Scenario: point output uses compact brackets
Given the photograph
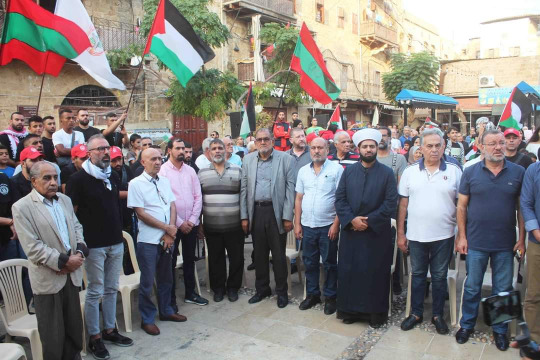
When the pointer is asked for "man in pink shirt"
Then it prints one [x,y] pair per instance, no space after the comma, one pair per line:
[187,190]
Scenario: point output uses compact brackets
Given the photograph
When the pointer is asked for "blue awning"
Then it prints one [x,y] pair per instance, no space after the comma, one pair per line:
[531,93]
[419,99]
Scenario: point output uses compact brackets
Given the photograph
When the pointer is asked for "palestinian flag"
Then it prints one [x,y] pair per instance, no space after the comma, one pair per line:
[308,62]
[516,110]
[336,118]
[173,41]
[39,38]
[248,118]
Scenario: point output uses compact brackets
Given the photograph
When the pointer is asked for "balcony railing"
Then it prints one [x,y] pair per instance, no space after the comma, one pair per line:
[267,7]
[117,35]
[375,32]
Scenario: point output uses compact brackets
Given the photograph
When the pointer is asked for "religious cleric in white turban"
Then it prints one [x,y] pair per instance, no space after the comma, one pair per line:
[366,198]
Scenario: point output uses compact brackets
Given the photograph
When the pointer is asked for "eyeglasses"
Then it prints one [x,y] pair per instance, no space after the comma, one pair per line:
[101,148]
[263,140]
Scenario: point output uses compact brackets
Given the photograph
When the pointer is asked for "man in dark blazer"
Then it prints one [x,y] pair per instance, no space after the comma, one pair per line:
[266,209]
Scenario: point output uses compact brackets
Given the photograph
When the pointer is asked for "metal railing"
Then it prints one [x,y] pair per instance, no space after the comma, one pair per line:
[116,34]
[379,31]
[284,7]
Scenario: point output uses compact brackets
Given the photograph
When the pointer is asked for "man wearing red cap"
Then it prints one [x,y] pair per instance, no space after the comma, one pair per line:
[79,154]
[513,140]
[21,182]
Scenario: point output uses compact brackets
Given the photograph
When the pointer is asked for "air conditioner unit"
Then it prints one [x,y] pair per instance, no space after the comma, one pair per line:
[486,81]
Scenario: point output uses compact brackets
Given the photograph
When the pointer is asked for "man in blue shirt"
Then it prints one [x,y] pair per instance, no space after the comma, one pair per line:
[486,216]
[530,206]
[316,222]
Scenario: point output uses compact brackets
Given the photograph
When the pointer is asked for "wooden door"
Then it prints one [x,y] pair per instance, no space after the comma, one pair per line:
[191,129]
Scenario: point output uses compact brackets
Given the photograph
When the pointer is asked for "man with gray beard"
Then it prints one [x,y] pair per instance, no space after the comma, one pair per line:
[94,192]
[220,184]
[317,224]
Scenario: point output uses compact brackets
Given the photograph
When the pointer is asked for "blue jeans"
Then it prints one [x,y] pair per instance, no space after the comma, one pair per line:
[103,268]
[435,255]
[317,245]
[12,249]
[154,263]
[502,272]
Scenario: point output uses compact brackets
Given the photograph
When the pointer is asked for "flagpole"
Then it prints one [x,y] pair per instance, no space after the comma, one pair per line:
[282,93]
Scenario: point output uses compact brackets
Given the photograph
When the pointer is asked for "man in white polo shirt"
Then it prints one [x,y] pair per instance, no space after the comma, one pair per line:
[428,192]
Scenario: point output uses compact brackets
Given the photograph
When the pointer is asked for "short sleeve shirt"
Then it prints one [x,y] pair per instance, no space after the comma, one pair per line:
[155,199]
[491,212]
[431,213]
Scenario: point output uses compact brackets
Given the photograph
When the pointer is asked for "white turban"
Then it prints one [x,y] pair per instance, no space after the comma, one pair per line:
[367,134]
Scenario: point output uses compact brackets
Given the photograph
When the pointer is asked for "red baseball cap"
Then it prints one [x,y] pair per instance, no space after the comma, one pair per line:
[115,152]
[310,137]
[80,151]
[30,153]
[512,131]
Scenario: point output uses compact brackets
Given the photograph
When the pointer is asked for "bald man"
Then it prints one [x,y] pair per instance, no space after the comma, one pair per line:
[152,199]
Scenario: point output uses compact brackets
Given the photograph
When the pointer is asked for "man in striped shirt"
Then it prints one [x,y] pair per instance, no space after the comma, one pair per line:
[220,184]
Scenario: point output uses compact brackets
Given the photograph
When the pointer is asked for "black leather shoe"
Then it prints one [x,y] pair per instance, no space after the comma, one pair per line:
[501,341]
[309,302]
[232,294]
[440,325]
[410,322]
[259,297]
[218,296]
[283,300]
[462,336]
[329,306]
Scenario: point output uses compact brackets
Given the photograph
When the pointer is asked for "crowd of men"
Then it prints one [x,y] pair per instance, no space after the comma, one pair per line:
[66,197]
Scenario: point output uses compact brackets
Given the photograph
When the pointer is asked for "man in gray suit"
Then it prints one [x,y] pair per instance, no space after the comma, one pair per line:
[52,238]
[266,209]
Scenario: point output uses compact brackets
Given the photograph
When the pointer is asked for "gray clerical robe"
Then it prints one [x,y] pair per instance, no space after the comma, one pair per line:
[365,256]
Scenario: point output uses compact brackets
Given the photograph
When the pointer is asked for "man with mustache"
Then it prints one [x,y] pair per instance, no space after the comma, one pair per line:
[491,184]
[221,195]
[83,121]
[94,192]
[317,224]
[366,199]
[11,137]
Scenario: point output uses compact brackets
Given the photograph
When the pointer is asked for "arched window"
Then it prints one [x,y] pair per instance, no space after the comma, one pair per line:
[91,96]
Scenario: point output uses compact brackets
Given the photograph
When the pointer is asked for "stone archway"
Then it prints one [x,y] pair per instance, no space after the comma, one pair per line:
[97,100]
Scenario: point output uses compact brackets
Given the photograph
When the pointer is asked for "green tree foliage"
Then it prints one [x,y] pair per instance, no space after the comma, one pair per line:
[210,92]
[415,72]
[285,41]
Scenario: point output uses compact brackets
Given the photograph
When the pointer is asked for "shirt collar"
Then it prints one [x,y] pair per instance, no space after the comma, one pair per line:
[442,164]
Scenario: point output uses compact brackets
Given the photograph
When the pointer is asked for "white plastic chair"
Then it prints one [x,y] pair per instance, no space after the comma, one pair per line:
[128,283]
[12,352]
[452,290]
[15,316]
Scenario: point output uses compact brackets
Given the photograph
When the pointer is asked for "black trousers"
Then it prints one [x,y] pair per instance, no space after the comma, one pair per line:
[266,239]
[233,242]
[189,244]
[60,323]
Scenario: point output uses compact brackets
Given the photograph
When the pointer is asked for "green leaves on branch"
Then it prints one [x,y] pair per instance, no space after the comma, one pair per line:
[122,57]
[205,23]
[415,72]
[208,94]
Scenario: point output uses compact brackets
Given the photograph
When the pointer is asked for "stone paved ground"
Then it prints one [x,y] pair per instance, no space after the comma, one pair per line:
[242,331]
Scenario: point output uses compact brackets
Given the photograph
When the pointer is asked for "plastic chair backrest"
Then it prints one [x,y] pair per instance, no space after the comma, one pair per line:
------------------------------------------------
→ EXERCISE GOAL: Pictures are to be left out; the records above must be repeated word for word.

→ CORRECT ANSWER:
Scenario: point output uses compact brackets
Given the photograph
When the pointer is asked for "man in pink shirt"
Then it prints one [x,y] pair per instance, no space after the comma, one pair per line:
[187,190]
Scenario: point output uses compact brackets
Given the photograph
When the pointer is asked for "blue awning"
Then it prints one [x,y] pair per instance, no space after the comma, one pair per line:
[531,93]
[419,99]
Scenario: point output uses compact brackets
Given the photograph
When the pointer is asked for "palestinian flag"
Then it prints one [x,y] pair per instance, no space after the comma, one pair per line:
[308,62]
[516,110]
[336,118]
[173,41]
[39,38]
[248,118]
Scenario: point output uses compact brackets
Given the photograph
When the pointer is asked for "balcony railing"
Then it prints one [x,y] pair per instance, no space after the comma, one pair per line:
[267,7]
[117,35]
[375,32]
Scenario: point output uses compact brackets
Given the photograph
When the pointer is asked for "religious cleric in white turban"
Then it prints one [x,y] pair per instance, no space after the comma, one pair per line:
[366,198]
Scenario: point output uses compact brackets
Given the photograph
When the pointer is asked for "eyeglasses"
Then it prints one [x,y] pair per instance, no space after the comma, one pair per line:
[101,148]
[263,140]
Scenario: point output uses compact brackets
Given the photograph
When the pointer is asked for "man in dark blazer"
Then it prints one [x,y] pair per instance, no space after the comma, one pair per line:
[266,209]
Scenario: point output uses compact brackets
Given the photograph
When the pointer is asked for "metal railing"
Then it prints one [x,y] pair per instance, no space after the comma, one pair per line:
[116,34]
[379,31]
[284,7]
Scenario: point output uses compact brackets
Given the photograph
When the pointer is asked for "man wearing red cap"
Then it prints one [x,y] pair per instance, no space after the comma, one pair per line:
[79,154]
[513,140]
[21,182]
Scenario: point output uses compact brackets
Given the photograph
When the pointer is asked for "air conditioner unit"
Then it prints one [x,y] pair per instance, no space after the comma, one pair per line:
[486,81]
Scenario: point output uses compact brackets
Given the photograph
When the pointer is asked for "man in blue shirt"
Then it prints one [x,y] pair per instance, no space after the comma, one pair per line:
[486,216]
[530,206]
[316,222]
Scenario: point output uses compact brackets
Given the photograph
When the pointer is asked for "wooden door"
Then it prints one [x,y] pair per instance, no space after the comma, one pair per line:
[191,129]
Scenario: point output uses compact brackets
Given the photograph
When the pointer is asked for "man with gray beard"
Then it prints one [x,y] pair per instance, no space after the comma, one pair per line:
[94,192]
[220,184]
[317,224]
Scenario: point output uses compact brackets
Given the photograph
When the pointer is asked for "blue jeans"
Then it prints one [x,y] pair per instance, no space after the comma, one pair per line:
[103,268]
[435,255]
[317,245]
[12,249]
[154,263]
[502,272]
Scenario: point output uses compact brackets
Given the photograph
When the pointer is asked for "flagpole"
Then it prints one [x,y] pair per instance, no space after the comma, one pair per line:
[282,93]
Scenario: point output uses compact brackets
Given the photograph
When the pointer is asked for "man in white polo shirt"
Then it prints one [x,y] pair per instance, no space after the comma, one pair per line:
[428,192]
Scenario: point output uses compact brackets
Given the photograph
When the pointer is asked for "short sleeve shirt"
Then it prints one [x,y] pair per instance, no space after the comma, one pair per line:
[155,199]
[491,212]
[431,213]
Scenario: point output uses compact brackets
Given the photograph
When the pointer is asked for "white turban"
Then it prints one [x,y] pair per instance, no space after the comma, one pair per line:
[367,134]
Scenario: point output uses compact brackets
Given the photograph
When the pointer is asked for "red baseball cap"
Then it prints one [x,y] pair per instance, no space after the comma, one pair per line:
[115,152]
[310,137]
[80,151]
[30,153]
[512,131]
Scenario: point output uses compact brackets
Given the photograph
When the pointer is asked for "bald man"
Then it prints one [x,y] pair per instance, no space after the comma, one pair per line:
[152,199]
Scenario: point output uses compact brackets
Given the photograph
When the pointer is asked for "man in striped shirt"
Then it prints one [x,y] pair per instance, no space after the comma, one pair per line:
[220,184]
Scenario: point output uses compact brackets
Given the photograph
When the pointer is asked for "black leather shoe"
Then it prints one [x,y] pair per instance, no space after the comma, one pair per line:
[501,341]
[309,302]
[232,294]
[440,325]
[410,322]
[259,297]
[218,296]
[283,300]
[462,336]
[329,306]
Scenario: point output uses compact brackets
Given the photograph
When the pointer is asked for "crowd of men"
Then it prints one [x,y] pair per instance, no space after the comma, one pair per line:
[66,197]
Scenario: point output uses compact brackets
Given the photograph
When the pointer is asked for "man in gray suit"
Then it prints one [x,y] pair per instance, no space after the comma, one pair per line:
[52,238]
[266,209]
Scenario: point output uses compact brackets
Given the photograph
When the pointer is asked for "gray clerical robe"
Then it prints one [x,y] pair per instance, no space after the comma, one pair per line:
[365,256]
Scenario: point output uses compact brackets
Given the photograph
When the pointer is asked for "man with mustache"
Then it prints one [x,y] pair per instance, no space after the comma, one pair per line:
[491,184]
[221,195]
[83,121]
[94,192]
[317,224]
[366,199]
[11,137]
Scenario: point output uses compact brackets
Given the photograph
When the pointer is asked for "arched window"
Then it prints one [x,y] pair per instance, no space after the comma, one pair per line:
[91,96]
Scenario: point output uses compact brackets
Given the photograph
When the pointer is asked for "stone archway"
Then it prints one [x,y] pair per instance, no space after the comma, one pair per line:
[97,100]
Scenario: point output uses compact brackets
Given the photograph
When the pointer is asked for "green tree foliage"
Then it prints one [x,y] pair per instance, no space after the comma, one pair per line:
[210,92]
[415,72]
[285,41]
Scenario: point output uses compact brackets
Given the photograph
When the pointer is asked for "shirt collar"
Then it prints one [x,y] pair per instance, no space after the comma, one pair per line:
[442,164]
Scenario: point output uses compact brackets
Given the photograph
When the pointer is asked for "white plastic chair"
Then it prints one [x,y] pair per instance, no space after the comma, one pair per line:
[128,283]
[12,352]
[452,290]
[15,316]
Scenario: point output uses compact brackets
Given the photograph
When the pointer is asked for "black trousers"
Then it prints one [x,y] pair per instance, no space after the comma, one pair per line:
[266,239]
[233,242]
[189,244]
[60,323]
Scenario: point output uses compact brackets
Given the photograph
When the pointer is asked for "green leaves on branch"
Then it prints one [x,y] pair per instance, no space after the comma, one pair per line:
[122,57]
[205,23]
[415,72]
[208,94]
Scenario: point output uses compact brackets
Given the photograph
When the pointer is asked for "stone paved ground"
Then it prints one [x,y] pair per instance, no space after the comma, one pair per line:
[242,331]
Scenario: point output uses compact brackets
Given the photograph
When the pointer is asked for "plastic chair backrest"
Then it prints one [x,y] pair per instance, no space after the comma, one pair per line:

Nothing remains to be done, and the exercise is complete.